— Start of Excerpted text —

Sometimes, there were periods were no messages were being sent on the Fleet
broadcast and the Teletype would just sit there receiving null characters.
John Dill of Kingsville Texas, was a crypto machine mechanic in the
USN in the 1960's and 70's, and kindly documented his experiences with
the KWR-37. "The holes in the punched cards directed the key stream to
a series of bistable multivibrators (flip-flops) which were wired on thirteen
printed circuit boards located on the left side of the machine when one
opened the equipment drawer. All the flip-flops plugged into a motherboard
which was positioned horizontally. The active devices in these circuits
were sub-miniature, type 6088, wire lead, sharp cutoff pentodes made by
Raytheon or General Electric. These tubes were about 5/16 inch in diameter
and 1 1/4 inches long and anchored by metal clips on each circuit board.
The 6088 pentode was also known as type CK522AX. Depending on circuit design,
the 6088 could be driven to produce as much as 10.5 mw of power at the
high end or as little as 1.2 mw at the low end! One multivibrator stage
consisted of two 6088 pentodes for the flip-flop and one 6814 sub-miniature
triode amplifier, a vacuum tube originally designed for late generation
tube computers. All stages had to be perfectly balanced, hence the use
of resistors with 1% tolerance. Typically, the pentodes ran at 67.5 volts
B+ and the triodes at 100 volts. There were four flip-flops per board and
the entire unit contained approximately 500 tubes.
In addition to the operational key cards, there were also cards used
strictly for testing. Each card in the test deck, checked a different KWR-37
function. Two of the cards, produced a distinctive pattern of beeps to
indicate proper operation and the technician had to listen attentively.
Used, operational cards were destroyed on periodic basis with two people
witnessing their destruction, depending on the specific 'customer'. With
care, the test cards could last for years.
The door for the key card was equipped with a lock in order to prevent
anyone but authorized personnel from seeing the punch card. For security
reasons, the card door was made from very thick steel. Details about the
construction of this door are still classified since a similar arrangement
was used on some newer machines. Affixed to the door, was a small placard
with the letters NOF. This stood for 'Not for Observation by Foreign national'.
It was permissible for a foreign national to view the front of the machine,
but that same person would have to leave the premises if the front door
of the '37 was opened for any reason.

— End of Excerpted text —

§ **Given instruction 1**: Identify each line of the entries below that contains the string "point", and copy those lines.

— Start of Extracted data —

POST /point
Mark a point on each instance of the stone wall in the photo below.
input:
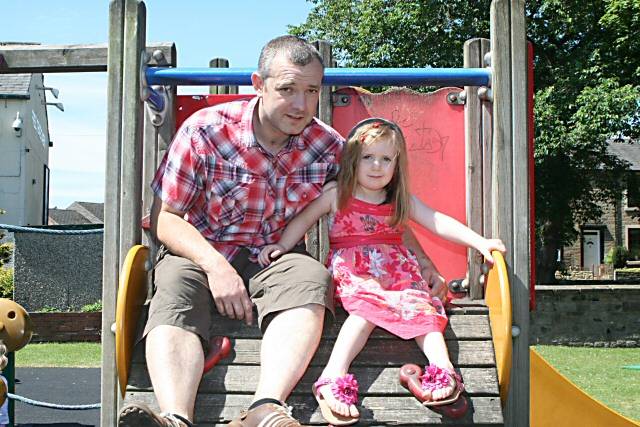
(57, 271)
(613, 223)
(66, 327)
(587, 315)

— End of Extracted data —

§ **Given instruction 2**: In the KWR-37 text, what did the letters NOF on the placard attached to the key card door stand for?

§ **Final result 1**:
POST /point
Mark a point on each instance of the stone wall in the photo below.

§ **Final result 2**: Not for Observation by Foreign national.